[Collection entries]
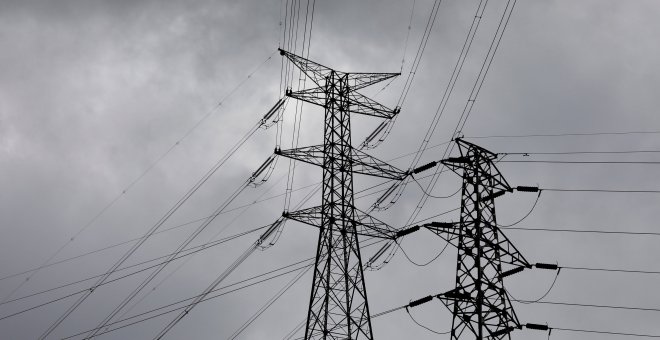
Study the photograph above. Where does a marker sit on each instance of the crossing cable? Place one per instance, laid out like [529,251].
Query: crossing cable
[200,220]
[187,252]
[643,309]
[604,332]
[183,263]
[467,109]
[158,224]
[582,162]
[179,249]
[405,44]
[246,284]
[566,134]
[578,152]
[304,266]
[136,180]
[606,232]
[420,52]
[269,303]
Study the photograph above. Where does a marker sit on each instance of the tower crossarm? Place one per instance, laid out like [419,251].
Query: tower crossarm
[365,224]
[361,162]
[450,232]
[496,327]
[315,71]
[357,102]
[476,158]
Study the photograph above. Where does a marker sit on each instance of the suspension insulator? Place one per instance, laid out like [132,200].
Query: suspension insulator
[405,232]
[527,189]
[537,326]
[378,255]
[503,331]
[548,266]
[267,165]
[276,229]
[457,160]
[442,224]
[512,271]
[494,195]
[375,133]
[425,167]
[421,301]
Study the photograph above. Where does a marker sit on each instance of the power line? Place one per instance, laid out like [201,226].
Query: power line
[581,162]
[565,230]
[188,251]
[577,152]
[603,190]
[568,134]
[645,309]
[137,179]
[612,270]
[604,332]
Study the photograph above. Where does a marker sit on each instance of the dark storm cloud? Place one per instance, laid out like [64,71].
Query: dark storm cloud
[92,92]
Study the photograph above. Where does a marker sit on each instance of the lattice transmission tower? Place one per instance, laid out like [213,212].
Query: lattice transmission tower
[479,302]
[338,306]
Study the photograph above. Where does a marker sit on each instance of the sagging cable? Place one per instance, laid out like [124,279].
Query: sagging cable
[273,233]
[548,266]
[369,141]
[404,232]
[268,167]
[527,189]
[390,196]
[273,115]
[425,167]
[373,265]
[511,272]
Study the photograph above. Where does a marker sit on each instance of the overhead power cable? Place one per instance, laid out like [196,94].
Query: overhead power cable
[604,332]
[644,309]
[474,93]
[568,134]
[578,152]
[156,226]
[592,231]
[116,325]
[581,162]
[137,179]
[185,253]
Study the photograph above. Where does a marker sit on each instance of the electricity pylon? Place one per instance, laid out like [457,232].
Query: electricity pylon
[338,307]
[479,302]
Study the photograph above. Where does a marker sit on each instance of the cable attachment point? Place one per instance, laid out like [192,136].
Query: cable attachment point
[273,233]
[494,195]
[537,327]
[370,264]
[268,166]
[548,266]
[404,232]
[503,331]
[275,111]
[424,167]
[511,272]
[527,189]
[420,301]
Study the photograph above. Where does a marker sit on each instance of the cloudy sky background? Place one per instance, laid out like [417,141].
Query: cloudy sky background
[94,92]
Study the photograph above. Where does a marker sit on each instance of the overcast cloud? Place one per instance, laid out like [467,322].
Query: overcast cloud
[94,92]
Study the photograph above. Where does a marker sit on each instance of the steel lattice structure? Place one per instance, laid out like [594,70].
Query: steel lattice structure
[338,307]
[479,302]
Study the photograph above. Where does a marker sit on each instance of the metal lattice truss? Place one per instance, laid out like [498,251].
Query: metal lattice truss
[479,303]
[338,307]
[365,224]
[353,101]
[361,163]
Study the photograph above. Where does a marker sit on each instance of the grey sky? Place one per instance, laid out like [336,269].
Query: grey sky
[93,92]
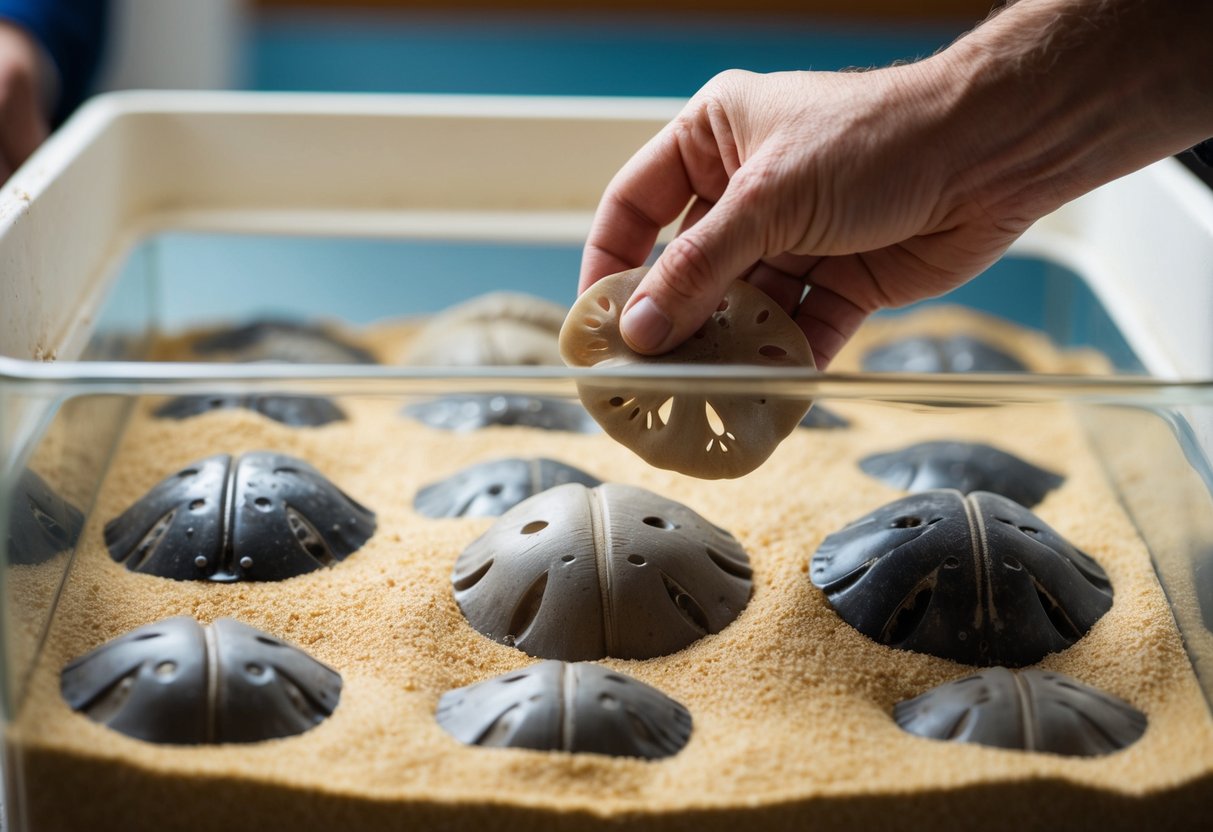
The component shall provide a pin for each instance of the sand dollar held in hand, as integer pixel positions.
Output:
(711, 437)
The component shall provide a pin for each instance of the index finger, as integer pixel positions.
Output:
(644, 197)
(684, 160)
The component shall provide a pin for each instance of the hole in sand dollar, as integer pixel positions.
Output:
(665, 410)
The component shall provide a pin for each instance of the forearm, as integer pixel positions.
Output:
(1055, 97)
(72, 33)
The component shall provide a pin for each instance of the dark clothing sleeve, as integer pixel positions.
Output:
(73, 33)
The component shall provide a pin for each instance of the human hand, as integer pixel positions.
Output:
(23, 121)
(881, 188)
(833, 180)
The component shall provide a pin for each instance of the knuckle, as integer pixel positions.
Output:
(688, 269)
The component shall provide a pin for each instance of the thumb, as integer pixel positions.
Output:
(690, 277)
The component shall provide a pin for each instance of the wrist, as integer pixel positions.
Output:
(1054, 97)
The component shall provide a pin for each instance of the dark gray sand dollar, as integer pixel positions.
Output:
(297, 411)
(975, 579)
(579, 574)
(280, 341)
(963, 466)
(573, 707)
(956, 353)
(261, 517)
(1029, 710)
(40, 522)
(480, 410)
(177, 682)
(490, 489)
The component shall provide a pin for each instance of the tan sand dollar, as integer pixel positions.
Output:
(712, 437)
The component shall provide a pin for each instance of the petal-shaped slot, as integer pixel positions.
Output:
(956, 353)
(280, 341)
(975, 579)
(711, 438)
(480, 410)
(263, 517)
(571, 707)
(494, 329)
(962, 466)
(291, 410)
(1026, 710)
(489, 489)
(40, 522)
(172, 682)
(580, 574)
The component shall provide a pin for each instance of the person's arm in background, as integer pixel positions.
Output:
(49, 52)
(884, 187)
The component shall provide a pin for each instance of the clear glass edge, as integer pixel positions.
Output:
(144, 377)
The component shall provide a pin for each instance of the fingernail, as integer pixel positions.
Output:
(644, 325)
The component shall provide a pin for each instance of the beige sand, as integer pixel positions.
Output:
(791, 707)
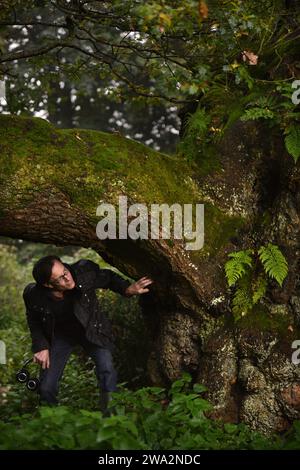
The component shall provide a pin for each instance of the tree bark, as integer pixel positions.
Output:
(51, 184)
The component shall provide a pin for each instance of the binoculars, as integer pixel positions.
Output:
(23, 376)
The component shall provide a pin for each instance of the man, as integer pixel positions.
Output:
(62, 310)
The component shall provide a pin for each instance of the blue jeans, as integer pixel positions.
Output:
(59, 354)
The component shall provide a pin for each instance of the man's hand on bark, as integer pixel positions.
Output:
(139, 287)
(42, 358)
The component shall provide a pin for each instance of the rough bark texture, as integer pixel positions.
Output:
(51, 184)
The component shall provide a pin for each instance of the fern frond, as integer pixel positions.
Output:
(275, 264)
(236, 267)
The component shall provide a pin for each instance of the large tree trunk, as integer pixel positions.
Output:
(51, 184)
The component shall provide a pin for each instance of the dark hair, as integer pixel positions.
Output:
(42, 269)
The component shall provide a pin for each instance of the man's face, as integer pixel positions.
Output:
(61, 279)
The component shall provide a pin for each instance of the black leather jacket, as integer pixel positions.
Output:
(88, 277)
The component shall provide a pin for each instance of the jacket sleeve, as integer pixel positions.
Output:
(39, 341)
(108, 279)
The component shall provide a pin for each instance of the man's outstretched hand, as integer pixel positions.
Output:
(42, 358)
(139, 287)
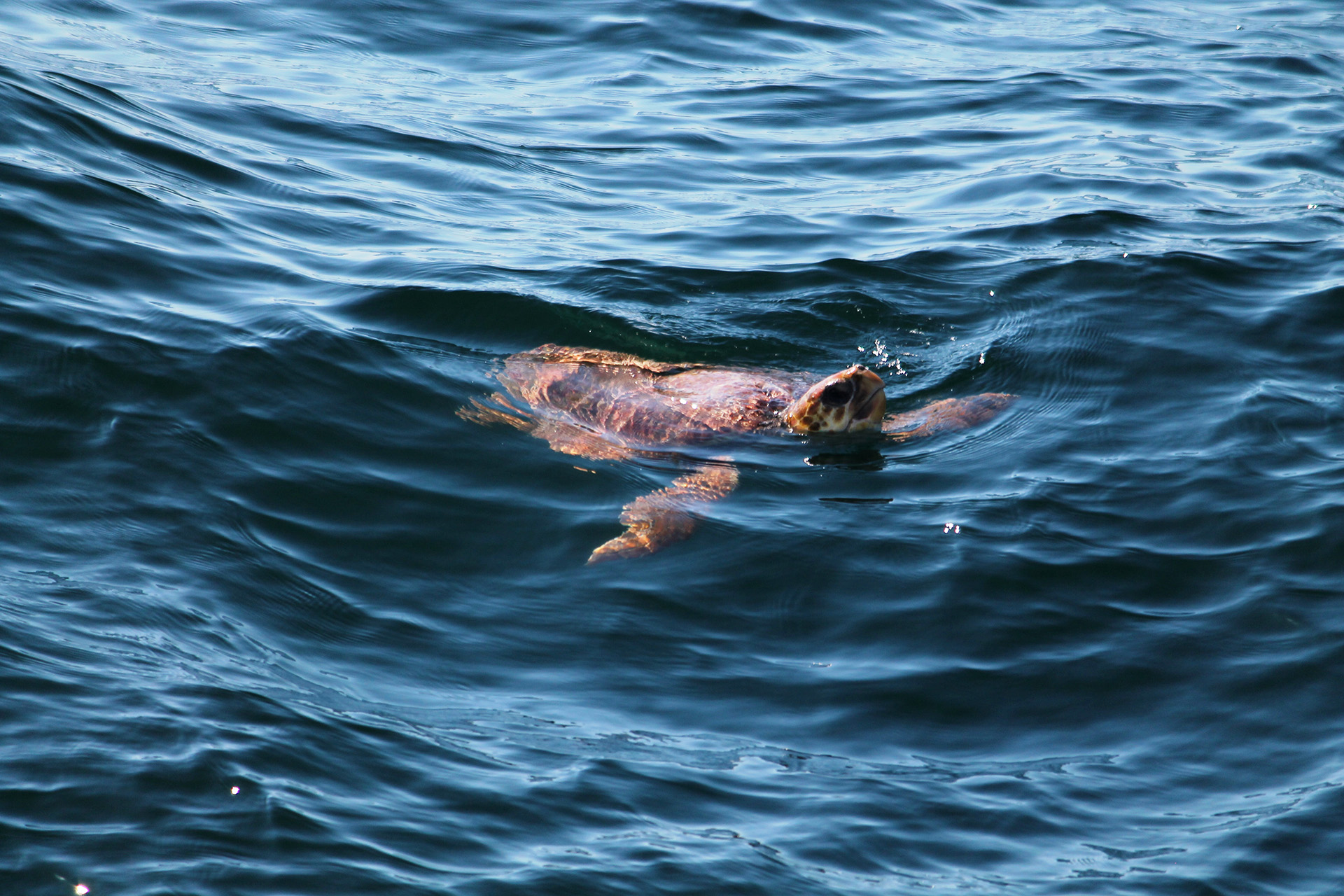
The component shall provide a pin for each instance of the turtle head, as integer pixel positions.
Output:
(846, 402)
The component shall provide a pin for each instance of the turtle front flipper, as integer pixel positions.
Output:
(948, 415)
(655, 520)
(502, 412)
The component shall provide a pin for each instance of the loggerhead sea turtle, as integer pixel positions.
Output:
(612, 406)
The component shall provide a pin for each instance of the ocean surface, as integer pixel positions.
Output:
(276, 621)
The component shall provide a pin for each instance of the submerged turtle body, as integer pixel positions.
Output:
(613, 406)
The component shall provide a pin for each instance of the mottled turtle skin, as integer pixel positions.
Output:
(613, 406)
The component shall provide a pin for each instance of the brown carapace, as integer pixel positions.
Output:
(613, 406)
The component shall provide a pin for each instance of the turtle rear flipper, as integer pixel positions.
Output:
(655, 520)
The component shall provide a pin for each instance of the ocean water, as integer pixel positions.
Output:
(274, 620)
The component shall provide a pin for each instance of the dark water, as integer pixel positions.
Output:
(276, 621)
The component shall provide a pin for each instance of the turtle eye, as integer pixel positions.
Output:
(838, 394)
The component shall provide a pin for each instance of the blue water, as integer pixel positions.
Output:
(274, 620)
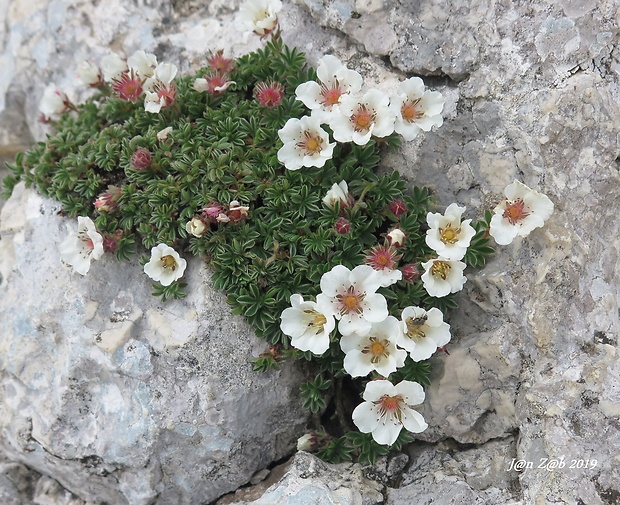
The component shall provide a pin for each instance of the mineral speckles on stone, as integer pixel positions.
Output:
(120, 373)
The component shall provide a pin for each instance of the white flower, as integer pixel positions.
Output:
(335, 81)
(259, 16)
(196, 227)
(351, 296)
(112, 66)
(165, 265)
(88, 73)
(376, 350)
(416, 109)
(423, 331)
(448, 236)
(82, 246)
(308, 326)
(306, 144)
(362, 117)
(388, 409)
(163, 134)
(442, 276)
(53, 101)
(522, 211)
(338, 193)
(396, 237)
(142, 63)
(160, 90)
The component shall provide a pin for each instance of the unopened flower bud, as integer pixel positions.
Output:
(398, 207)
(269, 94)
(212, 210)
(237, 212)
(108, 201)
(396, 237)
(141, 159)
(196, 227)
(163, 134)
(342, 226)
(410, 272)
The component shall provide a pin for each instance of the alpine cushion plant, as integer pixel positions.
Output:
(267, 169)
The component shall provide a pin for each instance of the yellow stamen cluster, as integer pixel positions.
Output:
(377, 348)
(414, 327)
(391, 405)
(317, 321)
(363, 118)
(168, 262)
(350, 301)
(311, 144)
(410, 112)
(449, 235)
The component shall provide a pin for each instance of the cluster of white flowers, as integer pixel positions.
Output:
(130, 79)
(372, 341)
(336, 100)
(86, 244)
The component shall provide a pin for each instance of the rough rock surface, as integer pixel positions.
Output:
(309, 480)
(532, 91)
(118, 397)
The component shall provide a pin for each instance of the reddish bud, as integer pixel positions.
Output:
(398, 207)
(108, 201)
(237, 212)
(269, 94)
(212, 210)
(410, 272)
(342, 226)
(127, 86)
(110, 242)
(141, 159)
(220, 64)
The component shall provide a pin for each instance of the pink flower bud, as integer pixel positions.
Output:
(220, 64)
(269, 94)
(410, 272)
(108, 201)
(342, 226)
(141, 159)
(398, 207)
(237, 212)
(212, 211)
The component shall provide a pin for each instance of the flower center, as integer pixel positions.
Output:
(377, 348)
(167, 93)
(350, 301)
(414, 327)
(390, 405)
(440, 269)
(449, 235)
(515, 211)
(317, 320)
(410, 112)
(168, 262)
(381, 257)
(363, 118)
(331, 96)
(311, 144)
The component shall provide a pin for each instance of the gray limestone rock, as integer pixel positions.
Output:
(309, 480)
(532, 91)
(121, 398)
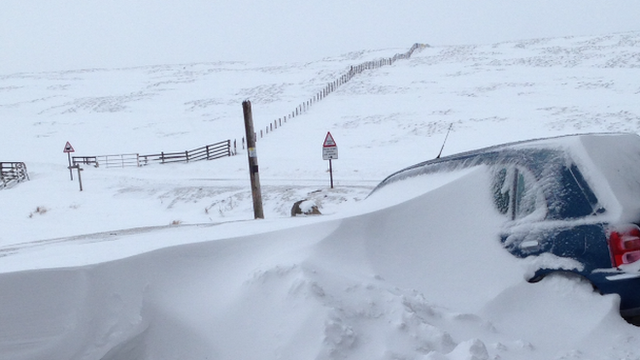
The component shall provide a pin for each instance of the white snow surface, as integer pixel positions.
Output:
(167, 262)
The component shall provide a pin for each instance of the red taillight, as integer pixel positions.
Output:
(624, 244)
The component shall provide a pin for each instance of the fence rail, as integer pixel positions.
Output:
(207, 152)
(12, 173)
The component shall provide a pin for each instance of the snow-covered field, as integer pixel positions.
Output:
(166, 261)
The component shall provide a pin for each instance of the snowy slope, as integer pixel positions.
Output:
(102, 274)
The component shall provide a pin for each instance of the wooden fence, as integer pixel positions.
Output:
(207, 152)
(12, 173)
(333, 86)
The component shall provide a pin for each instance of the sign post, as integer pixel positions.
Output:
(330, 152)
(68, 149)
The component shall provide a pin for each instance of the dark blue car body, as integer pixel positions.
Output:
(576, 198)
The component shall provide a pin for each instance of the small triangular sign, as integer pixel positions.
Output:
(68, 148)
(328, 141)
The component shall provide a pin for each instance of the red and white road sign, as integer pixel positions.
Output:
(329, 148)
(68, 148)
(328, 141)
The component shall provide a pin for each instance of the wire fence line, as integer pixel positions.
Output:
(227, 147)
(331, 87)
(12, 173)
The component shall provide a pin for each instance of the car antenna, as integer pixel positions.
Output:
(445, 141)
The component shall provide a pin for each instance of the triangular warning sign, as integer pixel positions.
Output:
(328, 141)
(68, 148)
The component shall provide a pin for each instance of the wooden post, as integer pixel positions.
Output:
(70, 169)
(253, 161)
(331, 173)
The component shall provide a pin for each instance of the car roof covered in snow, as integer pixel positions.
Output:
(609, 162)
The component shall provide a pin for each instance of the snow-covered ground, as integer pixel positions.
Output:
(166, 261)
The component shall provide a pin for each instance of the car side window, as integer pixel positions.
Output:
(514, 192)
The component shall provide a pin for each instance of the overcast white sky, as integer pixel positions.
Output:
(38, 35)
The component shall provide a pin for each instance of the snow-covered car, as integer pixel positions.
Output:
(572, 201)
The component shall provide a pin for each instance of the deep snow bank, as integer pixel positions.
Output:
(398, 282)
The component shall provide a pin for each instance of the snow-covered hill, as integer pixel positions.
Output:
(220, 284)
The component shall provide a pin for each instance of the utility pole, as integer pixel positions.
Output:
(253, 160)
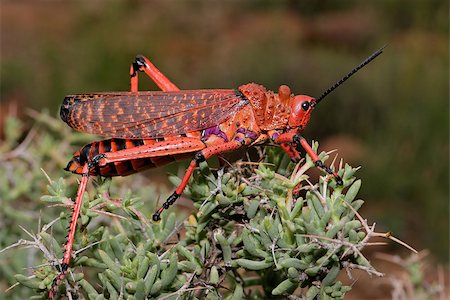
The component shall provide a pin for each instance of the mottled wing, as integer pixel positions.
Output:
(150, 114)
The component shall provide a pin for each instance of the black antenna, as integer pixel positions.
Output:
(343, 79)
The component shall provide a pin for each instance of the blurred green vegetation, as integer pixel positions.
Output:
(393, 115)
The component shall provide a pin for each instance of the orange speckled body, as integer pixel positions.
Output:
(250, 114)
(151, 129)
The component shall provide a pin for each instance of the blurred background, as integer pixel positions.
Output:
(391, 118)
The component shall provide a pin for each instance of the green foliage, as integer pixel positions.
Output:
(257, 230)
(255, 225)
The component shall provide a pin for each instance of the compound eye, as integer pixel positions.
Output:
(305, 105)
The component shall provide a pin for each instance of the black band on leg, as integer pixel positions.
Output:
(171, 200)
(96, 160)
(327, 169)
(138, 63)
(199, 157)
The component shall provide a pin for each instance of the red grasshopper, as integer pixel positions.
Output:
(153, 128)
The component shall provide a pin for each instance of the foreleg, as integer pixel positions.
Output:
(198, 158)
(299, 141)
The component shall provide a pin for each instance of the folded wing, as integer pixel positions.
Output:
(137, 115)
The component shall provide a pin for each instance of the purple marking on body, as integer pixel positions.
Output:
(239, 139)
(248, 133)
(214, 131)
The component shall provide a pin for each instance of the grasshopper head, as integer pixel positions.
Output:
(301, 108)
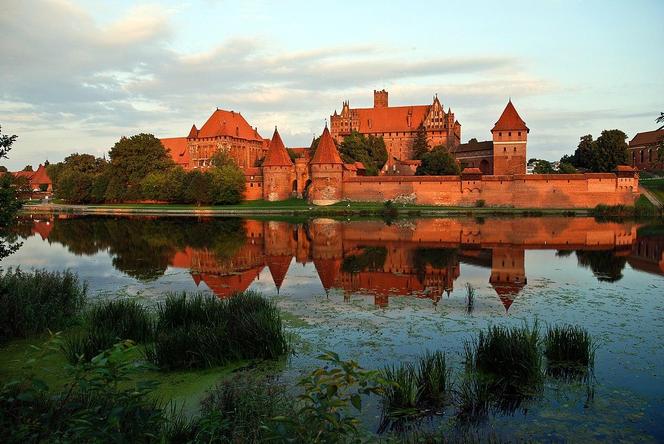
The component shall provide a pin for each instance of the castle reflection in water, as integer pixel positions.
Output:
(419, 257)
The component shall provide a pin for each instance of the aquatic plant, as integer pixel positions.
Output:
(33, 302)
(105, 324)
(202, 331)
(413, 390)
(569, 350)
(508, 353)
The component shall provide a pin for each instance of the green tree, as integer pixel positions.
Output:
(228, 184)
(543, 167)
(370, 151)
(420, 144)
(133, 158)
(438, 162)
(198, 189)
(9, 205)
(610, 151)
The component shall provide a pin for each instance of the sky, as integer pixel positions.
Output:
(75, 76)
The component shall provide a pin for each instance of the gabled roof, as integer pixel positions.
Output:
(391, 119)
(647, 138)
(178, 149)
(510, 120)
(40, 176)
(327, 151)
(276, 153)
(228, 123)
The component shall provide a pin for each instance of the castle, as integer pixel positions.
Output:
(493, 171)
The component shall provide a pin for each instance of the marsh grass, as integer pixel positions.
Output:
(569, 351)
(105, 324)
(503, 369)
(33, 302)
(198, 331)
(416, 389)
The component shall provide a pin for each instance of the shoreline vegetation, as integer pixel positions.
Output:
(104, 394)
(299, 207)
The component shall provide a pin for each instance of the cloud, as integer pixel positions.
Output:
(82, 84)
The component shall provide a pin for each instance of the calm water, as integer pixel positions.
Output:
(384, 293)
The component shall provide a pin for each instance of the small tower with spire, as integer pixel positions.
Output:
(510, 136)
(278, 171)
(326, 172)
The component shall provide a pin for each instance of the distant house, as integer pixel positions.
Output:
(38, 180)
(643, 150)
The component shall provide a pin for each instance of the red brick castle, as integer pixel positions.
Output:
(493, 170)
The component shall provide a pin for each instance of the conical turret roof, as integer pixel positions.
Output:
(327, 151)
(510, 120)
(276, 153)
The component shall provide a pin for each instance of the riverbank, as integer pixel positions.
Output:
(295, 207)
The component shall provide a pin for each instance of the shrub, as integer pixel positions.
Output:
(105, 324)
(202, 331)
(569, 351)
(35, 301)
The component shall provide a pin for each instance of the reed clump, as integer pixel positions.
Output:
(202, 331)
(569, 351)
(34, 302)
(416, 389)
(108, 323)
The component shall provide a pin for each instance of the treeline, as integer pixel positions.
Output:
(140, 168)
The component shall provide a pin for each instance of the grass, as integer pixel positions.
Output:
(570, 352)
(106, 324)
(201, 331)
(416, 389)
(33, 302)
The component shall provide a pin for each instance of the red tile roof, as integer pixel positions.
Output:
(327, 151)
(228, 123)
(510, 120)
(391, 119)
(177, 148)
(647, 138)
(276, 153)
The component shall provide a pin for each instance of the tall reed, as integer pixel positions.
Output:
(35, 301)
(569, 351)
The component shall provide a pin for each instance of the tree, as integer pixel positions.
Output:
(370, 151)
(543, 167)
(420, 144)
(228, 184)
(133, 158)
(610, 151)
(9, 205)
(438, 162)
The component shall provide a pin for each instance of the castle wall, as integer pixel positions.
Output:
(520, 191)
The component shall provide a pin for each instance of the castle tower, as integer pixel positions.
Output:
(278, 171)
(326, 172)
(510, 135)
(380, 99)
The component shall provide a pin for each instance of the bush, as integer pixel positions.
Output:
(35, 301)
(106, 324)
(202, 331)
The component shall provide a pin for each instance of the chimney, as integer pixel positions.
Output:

EXERCISE OBJECTIVE:
From the line holding "reed, as integer pixel positions." down to the final line above, quote every line exactly and only those lines.

WRITTEN SOLUTION:
The component shall provide a pin for each instance of the tall reed, as integer pixel positions.
Output:
(35, 301)
(569, 351)
The component shall provide a pin for each instance of the tree, as integer pixel positions.
Output:
(370, 151)
(543, 167)
(420, 144)
(228, 184)
(133, 158)
(610, 151)
(9, 205)
(438, 162)
The component shall provide a pin for each instance of the castle wall, as integer pixel positions.
Output:
(520, 191)
The component shall provide a pin for each instance of the castle tower, as integer pixel positions.
Output:
(278, 171)
(326, 172)
(510, 135)
(380, 99)
The component shall provide a pin for each instance of the bush, as integer pixel positions.
Output:
(35, 301)
(106, 324)
(202, 331)
The component shall provide a pin for each instance of the chimney, as integer pixel positions.
Output:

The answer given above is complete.